BRIEF 1: Copy the passage of the offshore aquaculture article between "August 2005" and "proliferate within them.", inclusive.
BRIEF 2: According to the offshore aquaculture article, what share of the world's seafood supply is now farm-raised?
BRIEF 3: Carry on writing the offshore aquaculture article after its final sentence.

PAGE EXCERPT:

========

August 2005
By David Helvarg

Thanks to high-tech cages and a better understanding of fish biology, aquaculture is moving offshore and into the open ocean.

Peering through the taut weave of polymer netting, a diver could easily believe the sea holds a limitless supply of fish. Inside the submerged cage, tens of thousands of sleek carnivores rub fins as they navigate their saltwater territory. Yet, the Pew Oceans Commission reported two years ago that global oceans are in crisis. Wild fish populations have diminished under human demand. Because of new technology, however, marine species once pushed to the edge by nets may soon proliferate within them.

According to the Food and Agriculture Organization of the United Nations, 44 percent of the world’s fisheries are heavily to fully exploited; another 25 percent have been fished beyond sustainable limits. The farming of finfish, shellfish and aquatic plants, on the other hand, is a global industry growing at nearly 9 percent a year. One-third of the world’s seafood supply is now farm-raised; half of global fish production is projected to come from aquaculture in the next 25 years.

“The demand for seafood is on the rise,” says Michael Rubino, aquaculture program manager for the National Oceanic and Atmospheric Administration (NOAA). “Currently, over 70 percent of the seafood that Americans consume is imported. This has led to an almost $9 billion trade deficit.” The National Offshore Aquaculture Act, slated for introduction to Congress this summer, may reduce that imbalance. It would give NOAA the authority to license fish farms in the U.S. Exclusive Economic Zone–nearly 4.5 million square miles of federal waters extending 200 nautical miles from the coast.

========

Image-backed grounding data:
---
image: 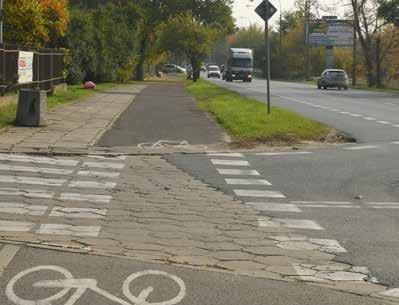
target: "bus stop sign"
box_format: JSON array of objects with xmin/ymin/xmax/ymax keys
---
[{"xmin": 255, "ymin": 0, "xmax": 277, "ymax": 21}]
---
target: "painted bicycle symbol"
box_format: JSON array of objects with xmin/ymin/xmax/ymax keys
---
[
  {"xmin": 6, "ymin": 266, "xmax": 186, "ymax": 305},
  {"xmin": 137, "ymin": 140, "xmax": 208, "ymax": 150}
]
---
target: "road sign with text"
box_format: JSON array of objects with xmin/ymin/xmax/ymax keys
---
[{"xmin": 255, "ymin": 0, "xmax": 277, "ymax": 21}]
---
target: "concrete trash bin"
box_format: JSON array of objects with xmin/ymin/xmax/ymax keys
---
[{"xmin": 16, "ymin": 89, "xmax": 47, "ymax": 127}]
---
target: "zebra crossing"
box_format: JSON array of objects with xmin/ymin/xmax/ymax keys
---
[{"xmin": 0, "ymin": 154, "xmax": 126, "ymax": 237}]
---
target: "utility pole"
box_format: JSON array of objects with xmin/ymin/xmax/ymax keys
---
[
  {"xmin": 0, "ymin": 0, "xmax": 4, "ymax": 44},
  {"xmin": 265, "ymin": 1, "xmax": 271, "ymax": 115},
  {"xmin": 305, "ymin": 0, "xmax": 310, "ymax": 80}
]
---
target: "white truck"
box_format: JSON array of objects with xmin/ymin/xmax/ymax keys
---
[{"xmin": 224, "ymin": 48, "xmax": 254, "ymax": 82}]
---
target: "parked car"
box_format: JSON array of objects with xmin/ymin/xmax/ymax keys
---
[
  {"xmin": 208, "ymin": 66, "xmax": 222, "ymax": 78},
  {"xmin": 317, "ymin": 69, "xmax": 349, "ymax": 90},
  {"xmin": 162, "ymin": 64, "xmax": 187, "ymax": 74}
]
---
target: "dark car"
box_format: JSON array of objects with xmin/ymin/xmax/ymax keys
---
[{"xmin": 317, "ymin": 69, "xmax": 349, "ymax": 90}]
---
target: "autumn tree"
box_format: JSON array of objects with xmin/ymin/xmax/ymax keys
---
[
  {"xmin": 4, "ymin": 0, "xmax": 68, "ymax": 47},
  {"xmin": 158, "ymin": 11, "xmax": 218, "ymax": 82}
]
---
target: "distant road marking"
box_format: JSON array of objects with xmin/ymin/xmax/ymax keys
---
[
  {"xmin": 49, "ymin": 207, "xmax": 107, "ymax": 219},
  {"xmin": 233, "ymin": 190, "xmax": 286, "ymax": 198},
  {"xmin": 258, "ymin": 217, "xmax": 324, "ymax": 231},
  {"xmin": 0, "ymin": 176, "xmax": 66, "ymax": 186},
  {"xmin": 379, "ymin": 288, "xmax": 399, "ymax": 298},
  {"xmin": 0, "ymin": 164, "xmax": 73, "ymax": 175},
  {"xmin": 82, "ymin": 162, "xmax": 125, "ymax": 169},
  {"xmin": 246, "ymin": 202, "xmax": 302, "ymax": 213},
  {"xmin": 0, "ymin": 202, "xmax": 48, "ymax": 216},
  {"xmin": 0, "ymin": 245, "xmax": 20, "ymax": 277},
  {"xmin": 301, "ymin": 204, "xmax": 360, "ymax": 209},
  {"xmin": 211, "ymin": 159, "xmax": 250, "ymax": 166},
  {"xmin": 256, "ymin": 151, "xmax": 312, "ymax": 156},
  {"xmin": 60, "ymin": 193, "xmax": 112, "ymax": 203},
  {"xmin": 208, "ymin": 153, "xmax": 244, "ymax": 158},
  {"xmin": 0, "ymin": 220, "xmax": 35, "ymax": 232},
  {"xmin": 68, "ymin": 181, "xmax": 116, "ymax": 189},
  {"xmin": 0, "ymin": 154, "xmax": 79, "ymax": 166},
  {"xmin": 0, "ymin": 188, "xmax": 55, "ymax": 199},
  {"xmin": 78, "ymin": 171, "xmax": 120, "ymax": 178},
  {"xmin": 344, "ymin": 145, "xmax": 379, "ymax": 150},
  {"xmin": 216, "ymin": 168, "xmax": 260, "ymax": 176},
  {"xmin": 291, "ymin": 201, "xmax": 352, "ymax": 205},
  {"xmin": 36, "ymin": 224, "xmax": 100, "ymax": 237},
  {"xmin": 225, "ymin": 179, "xmax": 272, "ymax": 185}
]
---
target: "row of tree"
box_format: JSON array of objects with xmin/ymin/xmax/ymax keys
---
[
  {"xmin": 212, "ymin": 0, "xmax": 399, "ymax": 86},
  {"xmin": 5, "ymin": 0, "xmax": 234, "ymax": 83}
]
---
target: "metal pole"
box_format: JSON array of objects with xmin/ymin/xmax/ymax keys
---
[
  {"xmin": 265, "ymin": 1, "xmax": 271, "ymax": 115},
  {"xmin": 0, "ymin": 0, "xmax": 3, "ymax": 44},
  {"xmin": 352, "ymin": 25, "xmax": 357, "ymax": 86},
  {"xmin": 305, "ymin": 0, "xmax": 310, "ymax": 80}
]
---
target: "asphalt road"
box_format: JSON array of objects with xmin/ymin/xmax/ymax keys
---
[
  {"xmin": 98, "ymin": 84, "xmax": 223, "ymax": 147},
  {"xmin": 212, "ymin": 79, "xmax": 399, "ymax": 142},
  {"xmin": 0, "ymin": 244, "xmax": 394, "ymax": 305}
]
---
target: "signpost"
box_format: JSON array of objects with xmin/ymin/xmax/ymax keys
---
[{"xmin": 255, "ymin": 0, "xmax": 277, "ymax": 115}]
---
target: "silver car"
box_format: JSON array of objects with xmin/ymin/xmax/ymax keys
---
[{"xmin": 317, "ymin": 69, "xmax": 349, "ymax": 90}]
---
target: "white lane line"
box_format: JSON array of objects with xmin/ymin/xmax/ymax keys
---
[
  {"xmin": 0, "ymin": 220, "xmax": 35, "ymax": 232},
  {"xmin": 256, "ymin": 151, "xmax": 312, "ymax": 156},
  {"xmin": 208, "ymin": 153, "xmax": 244, "ymax": 158},
  {"xmin": 82, "ymin": 162, "xmax": 125, "ymax": 169},
  {"xmin": 60, "ymin": 193, "xmax": 112, "ymax": 203},
  {"xmin": 233, "ymin": 190, "xmax": 285, "ymax": 198},
  {"xmin": 301, "ymin": 204, "xmax": 360, "ymax": 209},
  {"xmin": 216, "ymin": 168, "xmax": 260, "ymax": 176},
  {"xmin": 0, "ymin": 164, "xmax": 73, "ymax": 175},
  {"xmin": 379, "ymin": 288, "xmax": 399, "ymax": 298},
  {"xmin": 0, "ymin": 176, "xmax": 66, "ymax": 186},
  {"xmin": 0, "ymin": 245, "xmax": 19, "ymax": 277},
  {"xmin": 246, "ymin": 202, "xmax": 302, "ymax": 213},
  {"xmin": 225, "ymin": 179, "xmax": 272, "ymax": 185},
  {"xmin": 0, "ymin": 154, "xmax": 79, "ymax": 166},
  {"xmin": 211, "ymin": 159, "xmax": 250, "ymax": 166},
  {"xmin": 364, "ymin": 202, "xmax": 399, "ymax": 206},
  {"xmin": 78, "ymin": 171, "xmax": 120, "ymax": 178},
  {"xmin": 258, "ymin": 217, "xmax": 324, "ymax": 230},
  {"xmin": 274, "ymin": 236, "xmax": 347, "ymax": 253},
  {"xmin": 68, "ymin": 181, "xmax": 116, "ymax": 189},
  {"xmin": 88, "ymin": 155, "xmax": 127, "ymax": 161},
  {"xmin": 344, "ymin": 145, "xmax": 379, "ymax": 150},
  {"xmin": 0, "ymin": 188, "xmax": 55, "ymax": 199},
  {"xmin": 291, "ymin": 201, "xmax": 352, "ymax": 205},
  {"xmin": 0, "ymin": 202, "xmax": 48, "ymax": 216},
  {"xmin": 49, "ymin": 207, "xmax": 107, "ymax": 219},
  {"xmin": 36, "ymin": 224, "xmax": 100, "ymax": 237}
]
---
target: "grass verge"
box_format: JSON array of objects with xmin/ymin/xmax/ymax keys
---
[
  {"xmin": 0, "ymin": 83, "xmax": 116, "ymax": 128},
  {"xmin": 186, "ymin": 80, "xmax": 333, "ymax": 145}
]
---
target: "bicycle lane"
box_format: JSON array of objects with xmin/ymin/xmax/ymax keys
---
[{"xmin": 0, "ymin": 244, "xmax": 390, "ymax": 305}]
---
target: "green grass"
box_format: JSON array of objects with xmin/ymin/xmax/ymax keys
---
[
  {"xmin": 0, "ymin": 83, "xmax": 116, "ymax": 128},
  {"xmin": 186, "ymin": 80, "xmax": 331, "ymax": 143}
]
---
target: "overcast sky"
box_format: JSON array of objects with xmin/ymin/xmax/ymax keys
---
[{"xmin": 233, "ymin": 0, "xmax": 346, "ymax": 27}]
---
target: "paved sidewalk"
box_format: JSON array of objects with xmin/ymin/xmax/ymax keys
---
[
  {"xmin": 0, "ymin": 85, "xmax": 145, "ymax": 152},
  {"xmin": 0, "ymin": 156, "xmax": 396, "ymax": 302}
]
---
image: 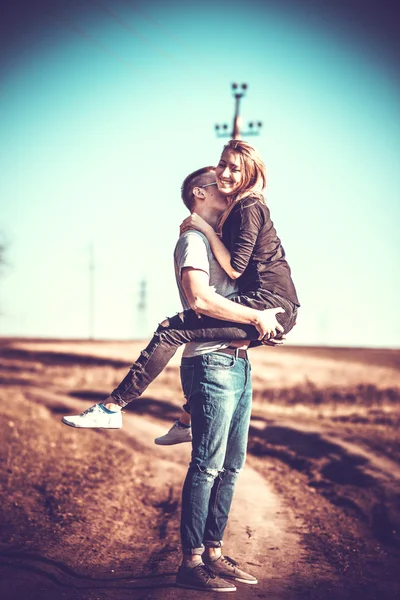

========

ANSWER 1:
August 2005
By David Helvarg

Thanks to high-tech cages and a better understanding of fish biology, aquaculture is moving offshore and into the open ocean.

Peering through the taut weave of polymer netting, a diver could easily believe the sea holds a limitless supply of fish. Inside the submerged cage, tens of thousands of sleek carnivores rub fins as they navigate their saltwater territory. Yet, the Pew Oceans Commission reported two years ago that global oceans are in crisis. Wild fish populations have diminished under human demand. Because of new technology, however, marine species once pushed to the edge by nets may soon proliferate within them.

ANSWER 2: One-third

ANSWER 3:
NETSCAPE

The template for aquaculture in the open ocean now exists in the top-shaped submersible tethered 2 miles off the island of Culebra in Puerto Rico. The cage’s 50-ft.-tall steel mast, or spar, is attached to a 25,000-pound concrete block resting on the seabed 93 ft. below the surface. A steel rim 85 ft. in diameter supports a wall of Spectra netting-all that separates the 15,000 fish inside from circling sharks. After a year, the 12-pound cobia–raised from 6-week-old hatchery stock weighing less than an ounce–will be shipped to markets in Florida and New York.

Snapperfarm, which owns this cage and another off Culebra, is one of three U.S. companies operating commercial fish farms offshore. The oldest is Cates International, established in 2000. The company’s four cages, located 2 miles off the Hawaiian island of Oahu in water 150 ft. deep, hold 700,000 moi–an overfished, local favorite. Kona Blue Water Farm, the newest outfit, recently obtained permits to raise its own breed, Kona Kampachi (related to Japanese hamachi), in six cages off the Big Island of Hawaii.

The University of New Hampshire is running its own offshore experiment, raising haddock, Atlantic cod and halibut in spar-net cages 6 miles off the New England coast. “The farm of the future is going to be submerged,” says Rich Langan, director of the school’s Open Ocean Aquaculture Project. “So we want to develop and demonstrate technologies for commercial application.”

Langan and his colleagues recently engineered a feeding buoy that can hold a week’s worth of food. Operated remotely, it will eliminate the current practice of boat-based operators feeding fish through hoses. “There is going to be a lot of innovation in cages, and feeding and operational systems,” he says, “and wireless technology is going to play a major role.”

FISHY SITUATION

Not everyone is convinced that technological leaps will eliminate the problems plaguing other forms of aquaculture. Coastal salmon farms, in particular, have been criticized for degrading water quality and for compromising the health of wild salmon populations.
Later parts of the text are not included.